### What is needed:
If a line appears in the data below, it must appear in your answer exactly as given.

### Extracted records:
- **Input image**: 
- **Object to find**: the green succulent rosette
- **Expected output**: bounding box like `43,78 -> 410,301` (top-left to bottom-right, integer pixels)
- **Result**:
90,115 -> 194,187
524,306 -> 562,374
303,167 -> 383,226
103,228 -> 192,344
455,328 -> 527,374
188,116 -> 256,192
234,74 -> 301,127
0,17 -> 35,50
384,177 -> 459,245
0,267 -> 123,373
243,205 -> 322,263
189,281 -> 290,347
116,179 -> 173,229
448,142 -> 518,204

### Response:
- **Input image**: 
- **Object to find**: the green succulent rosette
- **Expected output**: bounding box like `43,78 -> 410,301` (top-left to bottom-right, integer pixels)
- **Result**:
90,115 -> 194,187
524,306 -> 562,374
303,167 -> 383,226
103,228 -> 192,344
455,328 -> 527,374
188,116 -> 256,192
234,74 -> 301,127
0,17 -> 35,50
384,177 -> 459,245
0,267 -> 123,373
243,205 -> 322,263
189,281 -> 290,347
116,179 -> 173,229
448,142 -> 518,204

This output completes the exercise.